▶ SELECTED PASSAGE

# Hunting bow for wife



## 1/2 Bubble Off (Dec 29, 2016)

My 12 year old daughter has been shooting a PSE Fever for the last 4 years. It is her most prized possession. It's a great little bow and easy on the wallet too... She started with 27# limbs and maxed them out last year. I bought her some 40# limbs last summer and she's shooting 32# during 3D season and we crank it up to 36# for hunting season.

If your wife has never shot before, IMHO, the PSE Fever or even a Stinger X would be both an excellent starting point and easier on the wallet.


----------



## laur (Sep 6, 2017)

I have a Diamond Infinite Edge which is fully adjustable 13-31" draw and 5-70 #. Best of all, I can make the adjustments myself, which has been great as I have been able to increase my strength. It didn't break the bank, which is a big plus when you are just getting into it. (I am 5'6 have a 25" draw length and am up to 42#)

They have other newer models now that I think are also adjustable, and other makers like Matthews also make some fully adjustables too.


----------



## CamoQuest (Mar 3, 2012)

A Mathews Chill SDX, Stoke, and Avail can all make a good hunting option at shorter draws and lower weight. So can a Bowtech Eva Shockey or Reign. Those would be my picks if I were looking. I’ve shot other brands, but these were the ones I personally shot better. Everyone is going to be different and have different preferences. Since you aren’t certain on her draw length or what she can comfortably handle, my first suggestion would be to take her somewhere that she can try different bows to get a feel
For what works. Don’t go on a weekend- go during the day mid week when there is less of a chance of the shop being busy.


----------



## john800 (Nov 18, 2015)

▶ DATA SECTION
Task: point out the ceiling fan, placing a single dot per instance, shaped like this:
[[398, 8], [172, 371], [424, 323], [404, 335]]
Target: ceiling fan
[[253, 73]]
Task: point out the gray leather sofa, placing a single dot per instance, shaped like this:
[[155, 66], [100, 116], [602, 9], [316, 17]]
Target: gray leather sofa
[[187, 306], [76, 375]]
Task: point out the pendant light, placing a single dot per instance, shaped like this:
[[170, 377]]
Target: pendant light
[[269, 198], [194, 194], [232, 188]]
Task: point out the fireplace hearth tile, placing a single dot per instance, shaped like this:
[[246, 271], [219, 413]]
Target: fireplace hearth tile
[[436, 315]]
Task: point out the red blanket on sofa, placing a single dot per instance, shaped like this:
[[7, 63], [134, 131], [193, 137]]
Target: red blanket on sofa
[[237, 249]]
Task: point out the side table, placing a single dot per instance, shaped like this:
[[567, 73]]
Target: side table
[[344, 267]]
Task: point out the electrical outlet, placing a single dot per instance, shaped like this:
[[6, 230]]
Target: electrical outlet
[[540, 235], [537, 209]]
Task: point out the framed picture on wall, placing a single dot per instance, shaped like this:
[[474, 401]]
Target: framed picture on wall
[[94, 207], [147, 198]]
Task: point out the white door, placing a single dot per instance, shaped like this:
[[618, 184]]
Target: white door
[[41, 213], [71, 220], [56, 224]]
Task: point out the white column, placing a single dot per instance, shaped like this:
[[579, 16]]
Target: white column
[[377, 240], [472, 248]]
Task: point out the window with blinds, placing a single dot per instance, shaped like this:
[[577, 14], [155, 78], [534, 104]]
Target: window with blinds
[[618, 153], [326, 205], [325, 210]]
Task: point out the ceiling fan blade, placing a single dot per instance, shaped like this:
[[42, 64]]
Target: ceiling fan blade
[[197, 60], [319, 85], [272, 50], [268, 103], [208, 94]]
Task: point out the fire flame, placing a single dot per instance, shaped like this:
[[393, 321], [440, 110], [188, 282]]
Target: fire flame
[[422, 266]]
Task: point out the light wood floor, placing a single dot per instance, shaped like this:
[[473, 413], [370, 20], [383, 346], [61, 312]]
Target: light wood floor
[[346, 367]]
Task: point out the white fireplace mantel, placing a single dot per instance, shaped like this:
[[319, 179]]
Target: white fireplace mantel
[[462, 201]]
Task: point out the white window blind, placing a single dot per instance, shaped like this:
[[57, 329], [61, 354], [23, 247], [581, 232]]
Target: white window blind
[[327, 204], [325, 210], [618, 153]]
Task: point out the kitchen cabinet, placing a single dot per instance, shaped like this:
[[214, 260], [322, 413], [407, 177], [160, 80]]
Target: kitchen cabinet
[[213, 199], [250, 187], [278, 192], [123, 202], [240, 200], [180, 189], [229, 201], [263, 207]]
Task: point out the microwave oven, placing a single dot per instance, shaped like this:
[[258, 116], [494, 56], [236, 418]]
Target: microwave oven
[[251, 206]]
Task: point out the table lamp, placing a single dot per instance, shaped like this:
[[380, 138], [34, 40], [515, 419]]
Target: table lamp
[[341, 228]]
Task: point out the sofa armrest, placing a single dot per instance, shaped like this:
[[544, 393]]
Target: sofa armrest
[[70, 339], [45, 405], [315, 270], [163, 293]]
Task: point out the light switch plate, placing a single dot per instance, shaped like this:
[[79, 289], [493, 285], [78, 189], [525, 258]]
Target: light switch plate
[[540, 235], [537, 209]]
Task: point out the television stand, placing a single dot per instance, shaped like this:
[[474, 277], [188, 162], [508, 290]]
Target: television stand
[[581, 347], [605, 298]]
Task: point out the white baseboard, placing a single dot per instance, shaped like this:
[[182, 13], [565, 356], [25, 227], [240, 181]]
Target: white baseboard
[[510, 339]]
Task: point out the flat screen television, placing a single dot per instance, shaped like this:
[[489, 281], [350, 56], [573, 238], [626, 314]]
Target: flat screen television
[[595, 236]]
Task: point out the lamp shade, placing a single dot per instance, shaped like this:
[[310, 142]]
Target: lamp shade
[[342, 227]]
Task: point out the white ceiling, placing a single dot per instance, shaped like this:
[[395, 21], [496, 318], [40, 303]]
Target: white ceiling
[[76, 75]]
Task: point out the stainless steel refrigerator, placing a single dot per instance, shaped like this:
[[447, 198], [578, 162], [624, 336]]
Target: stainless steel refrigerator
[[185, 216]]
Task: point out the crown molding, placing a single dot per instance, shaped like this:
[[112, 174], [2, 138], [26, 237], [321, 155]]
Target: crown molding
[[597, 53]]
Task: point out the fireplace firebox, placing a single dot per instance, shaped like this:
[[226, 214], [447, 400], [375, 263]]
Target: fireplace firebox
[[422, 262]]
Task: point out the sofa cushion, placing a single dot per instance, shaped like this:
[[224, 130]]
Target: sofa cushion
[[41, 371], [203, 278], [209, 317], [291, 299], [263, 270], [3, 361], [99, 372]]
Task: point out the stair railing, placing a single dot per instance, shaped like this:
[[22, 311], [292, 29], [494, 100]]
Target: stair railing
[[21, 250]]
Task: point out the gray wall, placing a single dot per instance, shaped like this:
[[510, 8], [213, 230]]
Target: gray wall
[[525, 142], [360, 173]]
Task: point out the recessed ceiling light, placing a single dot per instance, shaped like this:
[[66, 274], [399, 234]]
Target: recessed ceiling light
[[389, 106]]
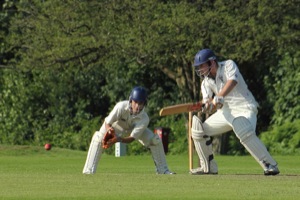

▶ EXERCISE SET
1. Decide whether each statement agrees with the hunting bow thread, answering yes or no and quoting the words of the thread that settle it: (a) The daughter began with 27-pound limbs. (b) The Diamond Infinite Edge adjusts from 5 to 70 pounds. (c) CamoQuest advises visiting the shop on a weekend.
2. Name every bow model mentioned in the hunting bow thread.
3. Carry the hunting bow thread on past its final line.
The rows have no connection to the hunting bow thread.

▶ TASK-BY-TASK OUTPUTS
1.
(a) Yes: "She started with 27# limbs"
(b) Yes: "fully adjustable 13-31" draw and 5-70 #"
(c) No: "Don’t go on a weekend- go during the day mid week"

2. PSE Fever, Stinger X, Diamond Infinite Edge, Mathews Chill SDX, Stoke, Avail, Bowtech Eva Shockey, Reign

3.
There are alot of very nice short draw bows out there. We started my wife out with a bear apprentice which is a very adjustable youth bow. After we found oit she was left eye dominant and was into shooting enough to justify the cost we bought her a bowtech eva shockey amd she loves it. For her at a very lightly framed 5’2” the light weight of the bow was key, but let her shoot enough different bows to get am idea of what she likes. As we went to a few different shops and shot most of the recomend bows i could see her develop preferences amd the decision was easy for her.
Some worth looking into are the mathews stoke amd avail, elite makes a model i dont remember the name of, bowtech eva, carbon rose, reign 6. The carbon pse also may go short enough for her.


----------



## pottergreg (Mar 20, 2015)

Check out the Xpedition bows, The Denali has a new cam out 22-24.5" draw. The Explorer SS can go pretty short also.


----------



## Valkyriehunting (Jul 8, 2018)

I have a Mission Hype DTX and I'll say, I love it over my Hoyt with twice the price tag. Super adjustable in draw length and poundage which is awesome as she's getting into it. All the guys are actually jealous of how quiet my bow is and nicely it shoots.


----------



## ellen7 (Jun 3, 2015)

Elite impression is something to look into 


Sent from my iPhone using Tapatalk


----------



## Cheyennesmom124 (Jan 15, 2016)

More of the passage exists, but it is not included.